### Work order:
Copy each entry exactly, leaving nothing out.

### Data shown:
· · · · · · ·
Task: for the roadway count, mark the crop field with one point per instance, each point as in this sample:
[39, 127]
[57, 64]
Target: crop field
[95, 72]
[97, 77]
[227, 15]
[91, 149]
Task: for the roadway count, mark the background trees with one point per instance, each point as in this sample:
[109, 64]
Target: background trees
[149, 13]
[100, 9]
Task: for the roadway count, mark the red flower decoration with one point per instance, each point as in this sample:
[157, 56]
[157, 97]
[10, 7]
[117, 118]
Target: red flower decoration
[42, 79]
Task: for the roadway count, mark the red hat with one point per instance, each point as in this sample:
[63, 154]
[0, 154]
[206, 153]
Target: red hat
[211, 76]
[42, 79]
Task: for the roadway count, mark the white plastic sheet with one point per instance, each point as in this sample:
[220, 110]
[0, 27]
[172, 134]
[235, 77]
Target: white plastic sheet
· · · · · · ·
### Exercise solution:
Task: for the roadway count, mark the crop field with one point per instance, each point as in this sample:
[39, 127]
[57, 64]
Target: crop field
[95, 72]
[97, 77]
[227, 15]
[91, 149]
Task: for the roadway count, mark the background trees with one point per instance, each point as in this sample:
[109, 64]
Target: background trees
[149, 13]
[100, 9]
Task: for the roadway count, mark the red flower decoration with one point per instance, each point as in this sample:
[157, 56]
[157, 97]
[10, 7]
[117, 118]
Target: red flower decoration
[42, 79]
Task: for the roadway count, mark the red hat with one point per instance, each point as in this sample:
[63, 154]
[0, 154]
[206, 153]
Target: red hat
[211, 76]
[42, 79]
Task: for the roadway count, mark the white plastic sheet with one point per instance, each point as in this sample:
[220, 110]
[0, 27]
[172, 134]
[235, 77]
Target: white plastic sheet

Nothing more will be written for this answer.